Written exercise
Repeat the whole listing exactly as written.

(Pointing and labeling entries)
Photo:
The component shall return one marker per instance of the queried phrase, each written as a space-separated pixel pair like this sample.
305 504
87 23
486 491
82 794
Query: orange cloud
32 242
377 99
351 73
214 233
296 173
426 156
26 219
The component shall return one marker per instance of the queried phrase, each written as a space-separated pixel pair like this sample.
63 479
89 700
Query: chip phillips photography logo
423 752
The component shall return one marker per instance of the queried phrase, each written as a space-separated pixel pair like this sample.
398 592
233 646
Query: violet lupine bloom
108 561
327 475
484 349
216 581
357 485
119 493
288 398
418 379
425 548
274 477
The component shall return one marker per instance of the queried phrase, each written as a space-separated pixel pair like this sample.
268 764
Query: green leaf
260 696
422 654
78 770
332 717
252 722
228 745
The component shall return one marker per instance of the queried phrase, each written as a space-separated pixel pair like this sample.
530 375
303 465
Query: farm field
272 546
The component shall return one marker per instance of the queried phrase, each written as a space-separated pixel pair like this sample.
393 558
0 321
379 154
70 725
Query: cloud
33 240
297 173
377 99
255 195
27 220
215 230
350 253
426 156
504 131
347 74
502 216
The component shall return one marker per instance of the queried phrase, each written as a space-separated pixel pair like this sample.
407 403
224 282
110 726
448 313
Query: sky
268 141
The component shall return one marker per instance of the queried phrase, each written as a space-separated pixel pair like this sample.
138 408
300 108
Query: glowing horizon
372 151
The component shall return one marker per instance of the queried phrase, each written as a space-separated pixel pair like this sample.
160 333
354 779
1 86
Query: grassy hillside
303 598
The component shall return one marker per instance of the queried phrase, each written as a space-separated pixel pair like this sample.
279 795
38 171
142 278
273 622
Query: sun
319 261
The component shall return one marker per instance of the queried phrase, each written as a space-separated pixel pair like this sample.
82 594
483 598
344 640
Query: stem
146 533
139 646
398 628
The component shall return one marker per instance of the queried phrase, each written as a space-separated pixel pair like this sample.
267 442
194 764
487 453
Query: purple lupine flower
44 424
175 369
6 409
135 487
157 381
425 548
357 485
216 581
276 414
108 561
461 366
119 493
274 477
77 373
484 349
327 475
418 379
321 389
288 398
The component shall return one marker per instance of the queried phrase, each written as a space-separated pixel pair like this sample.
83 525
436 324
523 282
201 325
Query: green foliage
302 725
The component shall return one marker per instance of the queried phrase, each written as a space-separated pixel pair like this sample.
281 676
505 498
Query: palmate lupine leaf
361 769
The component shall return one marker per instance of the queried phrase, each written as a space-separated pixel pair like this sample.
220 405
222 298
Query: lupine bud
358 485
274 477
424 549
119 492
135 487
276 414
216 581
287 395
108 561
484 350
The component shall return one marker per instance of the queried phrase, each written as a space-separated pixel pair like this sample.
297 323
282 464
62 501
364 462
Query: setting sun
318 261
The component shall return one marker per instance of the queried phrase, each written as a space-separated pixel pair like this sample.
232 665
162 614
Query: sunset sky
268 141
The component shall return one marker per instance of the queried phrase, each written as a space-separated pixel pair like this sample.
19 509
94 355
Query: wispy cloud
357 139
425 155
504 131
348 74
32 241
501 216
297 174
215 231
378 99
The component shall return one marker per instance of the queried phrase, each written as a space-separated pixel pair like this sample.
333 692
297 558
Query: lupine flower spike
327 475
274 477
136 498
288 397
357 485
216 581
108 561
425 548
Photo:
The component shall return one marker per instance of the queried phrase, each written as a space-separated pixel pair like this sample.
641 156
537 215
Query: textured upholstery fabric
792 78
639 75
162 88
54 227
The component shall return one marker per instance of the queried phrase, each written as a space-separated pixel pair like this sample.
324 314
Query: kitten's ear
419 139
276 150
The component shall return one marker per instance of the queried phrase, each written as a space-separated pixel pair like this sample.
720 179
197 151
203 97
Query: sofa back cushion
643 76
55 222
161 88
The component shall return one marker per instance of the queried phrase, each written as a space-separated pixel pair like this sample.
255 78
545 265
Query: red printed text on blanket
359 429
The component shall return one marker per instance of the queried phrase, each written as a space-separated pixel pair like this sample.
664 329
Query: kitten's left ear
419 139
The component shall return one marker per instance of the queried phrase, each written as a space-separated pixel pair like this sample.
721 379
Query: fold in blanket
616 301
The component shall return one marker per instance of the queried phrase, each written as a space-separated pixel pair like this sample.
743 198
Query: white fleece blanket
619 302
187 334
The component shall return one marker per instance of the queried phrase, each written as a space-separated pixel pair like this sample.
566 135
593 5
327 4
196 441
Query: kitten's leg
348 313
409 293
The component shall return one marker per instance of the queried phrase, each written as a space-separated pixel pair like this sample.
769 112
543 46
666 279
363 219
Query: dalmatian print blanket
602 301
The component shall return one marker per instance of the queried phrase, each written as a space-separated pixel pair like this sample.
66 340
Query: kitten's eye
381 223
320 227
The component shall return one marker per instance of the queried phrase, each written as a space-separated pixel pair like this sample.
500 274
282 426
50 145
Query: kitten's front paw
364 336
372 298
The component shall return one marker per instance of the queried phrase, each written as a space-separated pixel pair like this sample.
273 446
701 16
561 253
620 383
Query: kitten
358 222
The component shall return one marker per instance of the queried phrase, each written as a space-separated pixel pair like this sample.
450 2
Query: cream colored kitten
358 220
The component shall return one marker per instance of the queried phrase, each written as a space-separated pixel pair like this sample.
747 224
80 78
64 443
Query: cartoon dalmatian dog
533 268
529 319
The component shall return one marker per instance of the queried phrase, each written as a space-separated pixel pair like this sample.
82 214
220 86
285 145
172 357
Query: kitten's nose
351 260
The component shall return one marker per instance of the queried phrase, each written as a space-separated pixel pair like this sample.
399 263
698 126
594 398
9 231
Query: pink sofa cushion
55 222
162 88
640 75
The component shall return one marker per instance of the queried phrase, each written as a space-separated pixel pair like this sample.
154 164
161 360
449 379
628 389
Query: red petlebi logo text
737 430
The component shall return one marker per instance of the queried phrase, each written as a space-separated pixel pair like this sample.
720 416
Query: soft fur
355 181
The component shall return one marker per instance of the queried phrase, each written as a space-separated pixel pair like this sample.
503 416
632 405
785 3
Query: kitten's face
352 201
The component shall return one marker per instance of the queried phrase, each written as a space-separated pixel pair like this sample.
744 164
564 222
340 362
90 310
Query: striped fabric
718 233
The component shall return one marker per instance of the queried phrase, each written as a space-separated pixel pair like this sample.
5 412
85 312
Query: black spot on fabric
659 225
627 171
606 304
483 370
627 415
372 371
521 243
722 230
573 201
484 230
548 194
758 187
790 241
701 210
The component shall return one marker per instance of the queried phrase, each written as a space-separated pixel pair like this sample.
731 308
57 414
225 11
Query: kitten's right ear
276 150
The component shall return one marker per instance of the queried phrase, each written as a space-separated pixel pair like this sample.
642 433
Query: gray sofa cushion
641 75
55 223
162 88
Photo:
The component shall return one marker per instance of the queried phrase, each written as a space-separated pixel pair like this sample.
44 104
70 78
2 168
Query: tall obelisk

Output for this exercise
Photo:
The component shall return one marker per instance of the queried phrase, each written as a space-separated pixel pair like this sample.
305 504
87 23
486 491
82 794
Query: orange cloud
32 242
377 99
351 73
214 233
296 173
426 156
26 219
The component shall return one marker per instance of the queried phrase, each written as a space-separated pixel pair like this sample.
63 479
89 700
Query: chip phillips photography logo
423 752
The component shall return one marker per instance of the queried phrase, each written as a space-separated pixel pair like this sample.
398 592
233 646
Query: violet lupine bloom
108 561
327 475
484 349
216 581
357 485
119 493
288 398
418 379
425 548
274 477
The component shall return one marker per instance of the queried phrase, each written as a space-separated pixel pair like this sample.
268 764
Query: green leaf
260 696
422 654
78 770
332 717
252 722
228 745
The component shall return one marker per instance of the queried phrase, each written as a space-separated pixel pair like this sample.
530 375
303 465
Query: farm field
272 546
The component shall return one marker per instance of the queried phrase, each written as a space-separated pixel pair like this sample.
393 558
0 321
379 154
70 725
Query: cloud
33 240
297 173
377 99
255 195
27 220
215 230
350 253
426 156
504 131
347 74
502 216
The component shall return one marker per instance of the queried phrase, each written as a space-separated pixel pair like this sample.
407 403
224 282
110 726
448 313
Query: sky
268 141
The component shall return one marker per instance of the queried phrase, each written as a space-separated pixel pair like this sample.
138 408
300 108
Query: glowing horizon
372 151
The component shall return one marker per instance of the queried phrase, each written as a space-separated pixel pair like this sample.
160 333
354 779
1 86
Query: grassy hillside
303 598
The component shall return one marker per instance of the queried phrase, each written as a space-separated pixel pair like this sample.
279 795
38 171
142 278
273 622
Query: sun
319 261
The component shall return one marker per instance of the queried phrase, each written as a space-separated pixel pair like this sample.
82 594
483 598
344 640
Query: stem
146 533
139 646
398 628
The component shall return one marker per instance of the queried phrase, each written as a space-separated pixel pair like this sample.
267 442
194 764
487 453
Query: purple lupine flower
44 424
175 369
6 409
135 487
157 381
425 548
357 485
216 581
276 414
108 561
461 366
119 493
274 477
77 373
484 349
327 475
418 379
321 389
288 398
The component shall return one marker per instance of the queried phrase, each written as a space-separated pixel pair like this sample.
83 525
436 324
523 282
201 325
Query: green foliage
302 725
The component shall return one marker per instance of the queried phrase, each written as a space-separated pixel pair like this sample.
281 676
505 498
Query: palmate lupine leaf
361 769
The component shall return one marker per instance of the queried phrase, each written as a space-separated pixel pair like this sample.
220 405
222 298
Query: lupine bud
358 485
274 477
424 549
119 492
135 487
276 414
216 581
287 395
108 561
484 350
The component shall return one marker per instance of the queried phrase, each written as a space-separated pixel pair like this sample.
297 323
282 464
62 501
364 462
Query: setting sun
318 261
The component shall return one marker per instance of the queried phrase, each written as a space-separated pixel pair like this sample.
232 665
162 614
Query: sunset sky
268 141
The component shall return one marker per instance of the queried phrase, each written as a space-separated pixel pair like this sample.
19 509
94 355
Query: wispy cloud
357 139
425 155
504 131
348 74
32 241
501 216
297 174
215 231
378 99
The component shall return one marker per instance of the queried phrase, each written as a space-separated pixel pair like this sample.
333 692
297 558
Query: lupine flower spike
327 475
274 477
136 498
288 397
357 485
216 581
108 561
425 548
Photo:
The component shall return one marker per instance of the queried phrase, each written as a space-separated pixel pair like this sample.
641 156
537 215
Query: textured upholstery fabric
792 78
639 75
162 88
54 227
The component shall return one marker per instance of the queried phrase, each written as a space-separated pixel pair like this sample.
324 314
Query: kitten's ear
419 139
276 150
The component shall return one marker per instance of the queried phrase, each written as a space-separated pixel pair like this sample.
720 179
197 151
203 97
Query: sofa back cushion
643 76
55 222
161 88
The component shall return one marker per instance of the queried phrase, each written as a space-separated pixel pair like this sample.
255 78
545 265
Query: red printed text on blanket
359 429
The component shall return one marker per instance of the queried phrase, each written as a space-separated pixel pair like this sample.
664 329
Query: kitten's left ear
419 139
The component shall return one marker per instance of the queried phrase, each written as a space-separated pixel pair like this sample.
721 379
Query: fold in blanket
616 301
The component shall return one marker per instance of the queried phrase, each written as a space-separated pixel pair like this sample.
743 198
Query: white fleece blanket
619 302
187 334
The component shall return one marker per instance of the queried phrase, each written as a space-separated pixel pair like this sample.
566 135
593 5
327 4
196 441
Query: kitten's leg
348 313
409 293
The component shall return one marker per instance of the queried phrase, each written as a space-separated pixel pair like this sample.
769 112
543 46
666 279
363 219
Query: dalmatian print blanket
602 301
The component shall return one marker per instance of the queried phrase, each written as a space-separated pixel pair like this sample.
66 340
Query: kitten's eye
381 223
320 227
The component shall return one marker per instance of the queried phrase, each written as a space-separated pixel pair like this sample.
500 274
282 426
50 145
Query: kitten's front paw
364 336
372 298
The component shall return one marker per instance of the queried phrase, each written as a space-separated pixel pair like this sample.
273 446
701 16
561 253
620 383
Query: kitten
358 222
The component shall return one marker per instance of the queried phrase, each written as a space-separated pixel pair like this sample.
450 2
Query: cream colored kitten
358 220
The component shall return one marker per instance of the queried phrase, each written as a space-separated pixel pair like this sample.
747 224
80 78
64 443
Query: cartoon dalmatian dog
533 268
529 319
The component shall return one marker per instance of the queried phrase, each written as a space-separated pixel pair like this sample.
82 214
220 86
285 145
172 357
Query: kitten's nose
351 260
The component shall return one marker per instance of the queried phrase, each written as a space-separated pixel pair like this sample.
399 263
698 126
594 398
9 231
Query: pink sofa cushion
55 222
162 88
640 75
The component shall return one marker per instance of the queried phrase, each written as a space-separated pixel pair like this sample.
154 164
161 360
449 379
628 389
Query: red petlebi logo text
737 430
The component shall return one marker per instance of the queried phrase, each written as a space-separated pixel pair like this sample.
720 416
Query: soft fur
355 181
The component shall return one marker per instance of the queried phrase, each written as a space-separated pixel pair like this sample.
503 416
632 405
785 3
Query: kitten's face
352 201
The component shall return one marker per instance of the queried phrase, each written as a space-separated pixel pair like this sample.
744 164
564 222
340 362
90 310
Query: striped fabric
718 233
The component shall return one marker per instance of the queried phrase, each written as a space-separated pixel pair like this sample.
5 412
85 312
Query: black spot on fabric
659 225
627 171
606 304
483 370
627 415
372 371
521 243
722 230
573 201
484 230
548 194
758 187
790 241
701 210
The component shall return one marker per instance of the queried phrase, each written as a space-separated pixel pair like this sample.
731 308
57 414
225 11
Query: kitten's right ear
276 150
The component shall return one marker per instance of the queried phrase, each written as a space-separated pixel pair like this sample.
642 433
Query: gray sofa cushion
641 75
55 223
162 88
Photo:
The component shall return one marker per instance of the queried phrase, each written as a space-separated pixel pair like this sample.
44 104
70 78
2 168
Query: tall obelisk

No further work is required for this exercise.